**DATA SUPPLIED:**
^^^^^^^^

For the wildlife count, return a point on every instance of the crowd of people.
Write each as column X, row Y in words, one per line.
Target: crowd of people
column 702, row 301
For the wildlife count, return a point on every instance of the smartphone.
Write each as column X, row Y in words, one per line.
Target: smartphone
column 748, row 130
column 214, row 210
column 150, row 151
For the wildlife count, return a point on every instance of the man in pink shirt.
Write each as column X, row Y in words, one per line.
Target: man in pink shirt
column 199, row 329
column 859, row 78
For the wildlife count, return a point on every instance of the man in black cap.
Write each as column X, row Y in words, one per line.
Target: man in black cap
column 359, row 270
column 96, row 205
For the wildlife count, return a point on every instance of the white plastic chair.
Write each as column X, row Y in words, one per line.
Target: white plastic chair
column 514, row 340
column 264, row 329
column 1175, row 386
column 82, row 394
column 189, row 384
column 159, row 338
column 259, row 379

^^^^^^^^

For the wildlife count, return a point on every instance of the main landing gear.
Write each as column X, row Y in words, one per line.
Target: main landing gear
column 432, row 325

^^^^^^^^

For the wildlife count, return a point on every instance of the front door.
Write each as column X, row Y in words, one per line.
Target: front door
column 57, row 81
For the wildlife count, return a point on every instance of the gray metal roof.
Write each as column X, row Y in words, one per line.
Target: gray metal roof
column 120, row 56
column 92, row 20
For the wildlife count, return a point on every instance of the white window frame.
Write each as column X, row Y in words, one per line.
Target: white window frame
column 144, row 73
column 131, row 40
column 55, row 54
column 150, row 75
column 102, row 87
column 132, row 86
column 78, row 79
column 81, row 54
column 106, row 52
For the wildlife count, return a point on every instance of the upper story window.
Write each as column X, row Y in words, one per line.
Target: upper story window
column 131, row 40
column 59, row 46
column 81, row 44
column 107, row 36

^^^^^^^^

**INSTRUCTIONS TO FOLLOW:**
Print the lines above from the one with "Target: smartphone" through the one with "in black cap.", both included, exactly as written and nothing more.

**SOLUTION TO THE EXERCISE:**
Target: smartphone
column 748, row 130
column 214, row 210
column 150, row 151
For the wildlife count, return a point on every instance of the man in pink shirt.
Write each as column X, row Y in words, one per line.
Target: man in pink shirt
column 199, row 329
column 859, row 78
For the wildlife count, return a point on every instance of the man in black cap.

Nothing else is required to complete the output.